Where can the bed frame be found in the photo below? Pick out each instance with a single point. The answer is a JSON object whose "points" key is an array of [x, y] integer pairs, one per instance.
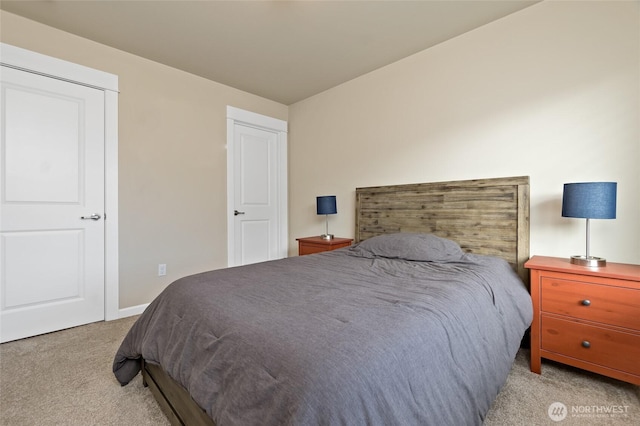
{"points": [[485, 216]]}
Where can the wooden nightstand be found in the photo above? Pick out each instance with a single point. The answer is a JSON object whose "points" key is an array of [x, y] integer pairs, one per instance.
{"points": [[310, 245], [586, 317]]}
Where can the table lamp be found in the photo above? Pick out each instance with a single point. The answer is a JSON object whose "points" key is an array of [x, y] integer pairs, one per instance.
{"points": [[326, 205], [589, 200]]}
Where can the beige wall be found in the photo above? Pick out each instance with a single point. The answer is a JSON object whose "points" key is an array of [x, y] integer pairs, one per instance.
{"points": [[551, 92], [172, 157]]}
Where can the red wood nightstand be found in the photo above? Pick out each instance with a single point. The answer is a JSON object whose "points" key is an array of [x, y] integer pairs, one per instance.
{"points": [[586, 317], [310, 245]]}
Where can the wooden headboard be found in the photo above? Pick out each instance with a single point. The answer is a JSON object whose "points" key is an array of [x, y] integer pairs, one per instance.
{"points": [[484, 216]]}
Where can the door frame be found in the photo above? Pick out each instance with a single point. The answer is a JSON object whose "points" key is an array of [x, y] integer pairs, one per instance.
{"points": [[26, 60], [248, 118]]}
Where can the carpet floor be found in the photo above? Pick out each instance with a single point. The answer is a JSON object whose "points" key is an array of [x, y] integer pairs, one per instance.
{"points": [[65, 378]]}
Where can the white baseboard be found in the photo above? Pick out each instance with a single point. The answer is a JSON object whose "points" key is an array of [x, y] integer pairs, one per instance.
{"points": [[132, 310]]}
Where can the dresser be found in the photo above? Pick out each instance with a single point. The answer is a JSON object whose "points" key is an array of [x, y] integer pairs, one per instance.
{"points": [[586, 317], [309, 245]]}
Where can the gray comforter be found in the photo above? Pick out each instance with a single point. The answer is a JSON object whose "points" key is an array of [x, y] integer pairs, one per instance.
{"points": [[347, 337]]}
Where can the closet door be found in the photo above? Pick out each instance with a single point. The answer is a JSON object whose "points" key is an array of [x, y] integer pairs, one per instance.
{"points": [[51, 205]]}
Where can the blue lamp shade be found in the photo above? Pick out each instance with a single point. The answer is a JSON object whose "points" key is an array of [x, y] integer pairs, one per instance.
{"points": [[590, 200], [326, 204]]}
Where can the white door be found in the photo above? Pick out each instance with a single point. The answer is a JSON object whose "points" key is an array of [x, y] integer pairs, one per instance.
{"points": [[51, 205], [257, 194], [256, 200]]}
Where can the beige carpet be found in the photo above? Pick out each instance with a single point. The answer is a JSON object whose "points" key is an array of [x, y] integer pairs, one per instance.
{"points": [[65, 378]]}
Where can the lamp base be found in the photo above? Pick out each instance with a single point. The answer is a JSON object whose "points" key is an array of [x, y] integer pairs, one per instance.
{"points": [[591, 261]]}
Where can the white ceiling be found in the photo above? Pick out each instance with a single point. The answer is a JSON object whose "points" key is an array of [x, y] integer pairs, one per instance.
{"points": [[282, 50]]}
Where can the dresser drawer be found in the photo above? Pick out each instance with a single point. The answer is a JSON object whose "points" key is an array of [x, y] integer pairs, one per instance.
{"points": [[614, 349], [594, 302]]}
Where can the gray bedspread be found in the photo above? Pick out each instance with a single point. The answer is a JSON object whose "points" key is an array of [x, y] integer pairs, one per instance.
{"points": [[337, 338]]}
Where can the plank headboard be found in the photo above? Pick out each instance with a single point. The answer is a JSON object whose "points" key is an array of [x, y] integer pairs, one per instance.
{"points": [[484, 216]]}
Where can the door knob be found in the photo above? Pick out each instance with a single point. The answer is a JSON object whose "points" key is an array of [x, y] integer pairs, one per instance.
{"points": [[94, 216]]}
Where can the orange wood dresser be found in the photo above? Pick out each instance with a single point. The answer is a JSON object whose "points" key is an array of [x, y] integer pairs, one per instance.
{"points": [[586, 317], [311, 245]]}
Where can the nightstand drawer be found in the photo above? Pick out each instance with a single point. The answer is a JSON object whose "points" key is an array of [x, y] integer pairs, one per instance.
{"points": [[594, 302], [606, 347]]}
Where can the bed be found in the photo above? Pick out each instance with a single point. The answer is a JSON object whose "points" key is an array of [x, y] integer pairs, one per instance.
{"points": [[417, 323]]}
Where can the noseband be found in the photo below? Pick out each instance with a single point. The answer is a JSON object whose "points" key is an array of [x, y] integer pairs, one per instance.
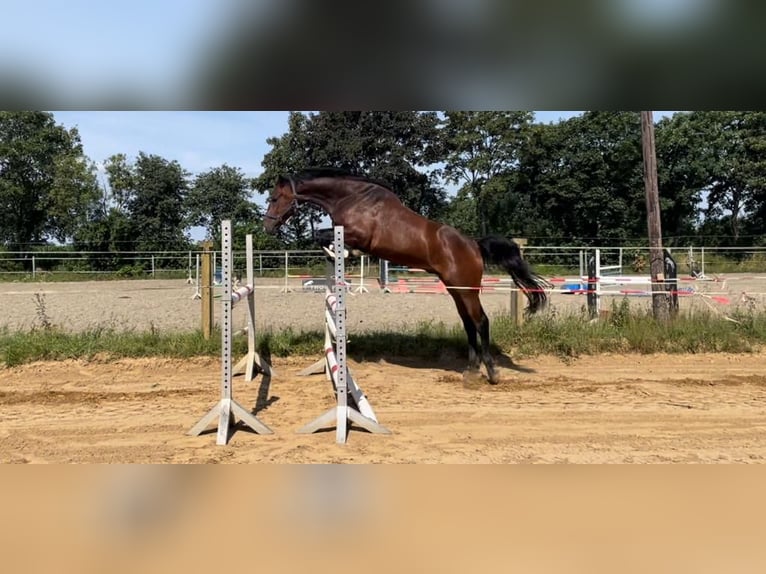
{"points": [[293, 205]]}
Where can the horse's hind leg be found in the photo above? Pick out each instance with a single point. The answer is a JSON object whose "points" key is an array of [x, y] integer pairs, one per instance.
{"points": [[486, 355], [476, 322], [470, 330]]}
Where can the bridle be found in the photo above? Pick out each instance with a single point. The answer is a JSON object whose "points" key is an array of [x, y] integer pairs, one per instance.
{"points": [[293, 206]]}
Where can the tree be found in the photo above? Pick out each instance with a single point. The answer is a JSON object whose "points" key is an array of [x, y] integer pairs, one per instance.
{"points": [[220, 193], [481, 146], [47, 185], [737, 167], [395, 147], [152, 193]]}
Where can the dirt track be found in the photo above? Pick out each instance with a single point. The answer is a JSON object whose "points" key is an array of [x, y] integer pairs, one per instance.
{"points": [[707, 408]]}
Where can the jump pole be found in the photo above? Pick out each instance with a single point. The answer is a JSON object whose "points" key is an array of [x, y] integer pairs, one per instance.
{"points": [[227, 409], [335, 362]]}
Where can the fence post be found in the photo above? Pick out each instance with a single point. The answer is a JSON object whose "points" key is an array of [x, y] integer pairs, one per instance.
{"points": [[517, 304], [206, 281]]}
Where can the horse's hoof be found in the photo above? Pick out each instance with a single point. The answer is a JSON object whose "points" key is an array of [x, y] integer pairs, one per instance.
{"points": [[472, 378]]}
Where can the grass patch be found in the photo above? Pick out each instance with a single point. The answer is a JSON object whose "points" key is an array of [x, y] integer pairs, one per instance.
{"points": [[624, 330]]}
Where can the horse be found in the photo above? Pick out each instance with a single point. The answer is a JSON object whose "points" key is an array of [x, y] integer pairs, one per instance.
{"points": [[376, 222]]}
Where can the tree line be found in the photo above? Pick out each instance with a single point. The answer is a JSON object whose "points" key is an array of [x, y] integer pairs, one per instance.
{"points": [[575, 182]]}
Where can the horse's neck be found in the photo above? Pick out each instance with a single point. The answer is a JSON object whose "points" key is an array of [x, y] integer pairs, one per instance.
{"points": [[326, 196]]}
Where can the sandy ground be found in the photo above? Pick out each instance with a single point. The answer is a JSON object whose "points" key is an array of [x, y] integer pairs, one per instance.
{"points": [[606, 409], [168, 305], [702, 408]]}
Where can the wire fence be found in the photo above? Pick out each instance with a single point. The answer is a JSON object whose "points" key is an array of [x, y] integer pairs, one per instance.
{"points": [[297, 264]]}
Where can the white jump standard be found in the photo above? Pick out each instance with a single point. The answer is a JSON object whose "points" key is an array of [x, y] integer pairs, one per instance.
{"points": [[334, 363], [227, 408]]}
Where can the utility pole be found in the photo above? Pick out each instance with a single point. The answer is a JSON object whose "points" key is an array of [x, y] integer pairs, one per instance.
{"points": [[660, 303]]}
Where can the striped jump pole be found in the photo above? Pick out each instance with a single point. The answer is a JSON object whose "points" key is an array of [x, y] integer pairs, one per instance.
{"points": [[227, 408], [357, 408]]}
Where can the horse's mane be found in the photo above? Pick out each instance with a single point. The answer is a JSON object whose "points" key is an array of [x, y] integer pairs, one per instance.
{"points": [[337, 173]]}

**AIM OF THE EXERCISE:**
Return the material exactly as given above, picture-free.

**ANSWER BELOW:**
Where can the bed frame be found in the photo below? Pick out each instance with a single point. The answer is a JSON object whose "points" key is an array of [x, y] integer pairs, one per instance.
{"points": [[485, 216]]}
Where can the wooden nightstand be found in the photo above? Pick out each instance with a single point. The answer is a JSON object whose "points" key is an array of [x, y] integer pairs, one per instance.
{"points": [[310, 245], [586, 317]]}
Where can the table lamp be found in the photo above? Pick out each instance with a single point. The answer is a JSON object whose "points" key is an array of [x, y] integer pairs, one per instance.
{"points": [[326, 205], [589, 200]]}
Where can the beige wall be found in the photo above? Pick out each instance with a single point. The answer is a JSON object whose "points" key is an array of [x, y] integer pairs, one per instance.
{"points": [[551, 92], [172, 157]]}
Where can the red wood nightstand be found in the photo above? Pick out each instance with a single point. The answer is a JSON object whose "points" key is an array of [x, y] integer pairs, one per instance.
{"points": [[586, 317], [310, 245]]}
Where can the wooden headboard be found in the photo above? Pick out each instance with a single point. The answer is a JSON object whose "points" key is an array of [x, y] integer pairs, one per instance.
{"points": [[484, 216]]}
Where can the door frame be found in the photo above? Pick out each instance with a single point. The answer is a JSON object whose "points" key is an array of [x, y] integer pairs, one per instance.
{"points": [[26, 60], [248, 118]]}
Where can the carpet floor be found in the photo above? Pick out each instance with a single point. The answer is a JSON object whose "points" key is an array of [x, y] integer pairs, one per instance.
{"points": [[65, 378]]}
Where can the white baseboard be found in the photo above? Pick out each instance with a single point. The answer is a JSON object whose "points" key is an array of [x, y] integer pairs, one per instance.
{"points": [[132, 310]]}
Where can the dresser be found in the photo above? Pick out each instance with a single point. The answer is a JSON object whose "points" key is an array of [x, y] integer pairs, one per instance.
{"points": [[586, 317], [309, 245]]}
Where can the gray comforter be found in the photo above? Pick out each instance with a single point. The answer is a JSON object whose "points" key is an array of [x, y] integer pairs, one per instance.
{"points": [[347, 337]]}
Where can the closet door be found in the photo above? Pick out each instance with a single point. The answer is a JSON object whose "points" key is an array of [x, y] integer pairs, one per instance.
{"points": [[51, 205]]}
Where can the blue lamp shade be found in the photo above? Pick out each instance with a single point. The answer is a JSON object whose "points" key is an array of [x, y] integer pairs, one per instance.
{"points": [[590, 200], [326, 204]]}
Where can the white door be found in the photo above? Pick out each instance with a single point. The answer is a JSON object whose "points" key is an array of [x, y] integer pairs, one per instance.
{"points": [[51, 205], [257, 194], [256, 200]]}
Where can the beige carpet be found in the photo above? Pick out each instance with a single point. The answer is a JSON object whose "points" key is an array of [x, y] integer pairs, one per instance.
{"points": [[65, 378]]}
Where can the lamp base be found in the photo above? Pick out each instance with a single point. The answer is a JSON object whose "points" key is an array of [x, y] integer pairs, one per instance.
{"points": [[591, 261]]}
Where can the white ceiling be found in the photo above? Pick out each instance with a single point. The answer is a JSON object whose "points" key is an array of [x, y] integer pairs, one per instance.
{"points": [[282, 50]]}
Where can the dresser drawer be found in the photo above? Pick out each instance with a single point. The answer is a JSON object whose "points" key is an array of [x, y] integer pairs, one per instance.
{"points": [[614, 349], [594, 302]]}
Where can the gray bedspread be found in the photo above? Pick out each instance with a single point. The answer is a JSON object whose "points" key is an array of [x, y] integer pairs, one per instance.
{"points": [[337, 338]]}
Where can the plank headboard be found in the photo above? Pick out each instance with a single point. The answer is a JSON object whose "points" key is an array of [x, y] integer pairs, one per instance.
{"points": [[484, 216]]}
Where can the door knob be found in the photo above? Pick out each instance with a single point. The answer is a JSON object whose "points" key is an array of [x, y] integer pairs, one per instance.
{"points": [[94, 216]]}
Where can the orange wood dresser be found in the photo above? Pick out each instance with a single point. The answer is a JSON object whose "points" key is an array of [x, y] integer pairs, one per instance.
{"points": [[586, 317], [311, 245]]}
Where can the nightstand drawer be found in the photo above? Pick out each instance with a single point. The answer is a JSON object whose "points" key is an array of [x, y] integer pairs, one per instance.
{"points": [[594, 302], [606, 347]]}
Where can the bed be found in the photo above? Pick out each instance with a single point. The answer is a JSON object whose "points" key is an array of [x, y] integer pairs, one per instance.
{"points": [[417, 323]]}
Where can the noseband be found in the photo below? Pick out each instance with a single point. The answer is a JSON object whose "points" key is an array of [x, y] integer pairs, one per instance.
{"points": [[293, 205]]}
Where can the horse's hind leg be found in the photo above? Pick out each instance with a single point. The answer is a JSON object whose "points" key is an array of [x, y] integer pairs, one per instance.
{"points": [[486, 355], [476, 322], [470, 330]]}
Where can the bridle be found in the photo above? Pick out each instance with a single point. The answer is a JSON object whose "points" key is an array of [x, y] integer pairs, one per instance.
{"points": [[293, 206]]}
Where can the tree be found in the photo above? Pick out each instance with a single point. The answer is a JSON object whose "points" key is an array of [x, y] integer pairs, one per instance.
{"points": [[220, 193], [481, 146], [47, 185], [737, 167], [395, 147], [152, 193]]}
Where can the dirt track be found in the photo above? Pick out each instance with a single point. The answer is a JSON object whose "points" key is an array of [x, y] integer pairs, one per instance.
{"points": [[707, 408]]}
Where can the jump pole be found in the photo above? Pick out each instance with a single point. The answer is a JSON object whose "points" key is an array of [x, y] integer pairs, one per instance.
{"points": [[227, 409], [335, 362]]}
Where can the fence post be found in the photo above? Pick out each instance with a single point. The answer is a JSON object whose "points" key is an array of [x, y] integer pairs, one per instance.
{"points": [[517, 304], [206, 281]]}
Where can the horse's hoof be found in the photo above? Pick out each instance with a single point. The answer is a JSON object whose "points" key is an array of [x, y] integer pairs, one per instance.
{"points": [[472, 378]]}
Where can the grass patch be found in the photo above? Pick out each instance with a single point. The answer is a JSON object whose "points" key is an array of [x, y] integer pairs, one per instance.
{"points": [[624, 330]]}
Where can the horse be found in the photo above? Pick out each instance with a single point. The answer is a JSON object whose "points" key is an array of [x, y] integer pairs, one per instance.
{"points": [[376, 222]]}
Where can the tree line be found in the photo above? Pick out each instance with a single point. The answer is a JSON object whose "points" key is an array of [x, y] integer pairs, one per instance.
{"points": [[575, 182]]}
Where can the horse's neck be found in the photo above? Pick out each instance with a single point. The answer is a JSON object whose "points" key is an array of [x, y] integer pairs, one per instance.
{"points": [[326, 196]]}
Where can the sandy ground be found in the photo above? Pick out each instance with a single point. The answer is a JSON object whose "points" key is an array of [x, y] integer pairs, one per instance.
{"points": [[606, 409], [168, 305], [702, 408]]}
Where can the wire fence be found in the photo above? Pick out each instance with a single point. The answer is a JSON object whose "points" key is an array of [x, y] integer pairs, one per instance.
{"points": [[297, 264]]}
Where can the white jump standard be found in the photo above? Pick out each instance with a single point. The answer is a JSON object whose "points" key is an array of [x, y] integer pairs, one per instance.
{"points": [[334, 363], [227, 408]]}
Where can the utility pole be found in the photo above? Pick out each instance with a single point. The answer is a JSON object whose "points" key is an array of [x, y] integer pairs, one per instance.
{"points": [[660, 303]]}
Where can the striped jump pole be found in the photo above? Pick out each instance with a single point. The answer is a JSON object whose "points" key is an array of [x, y] integer pairs, one per instance.
{"points": [[227, 408], [357, 408]]}
Where can the horse's mane be found in the photo above? Pick out each instance with a single point. The answer is a JSON object whose "points" key is an array of [x, y] integer pairs, one per instance.
{"points": [[337, 173]]}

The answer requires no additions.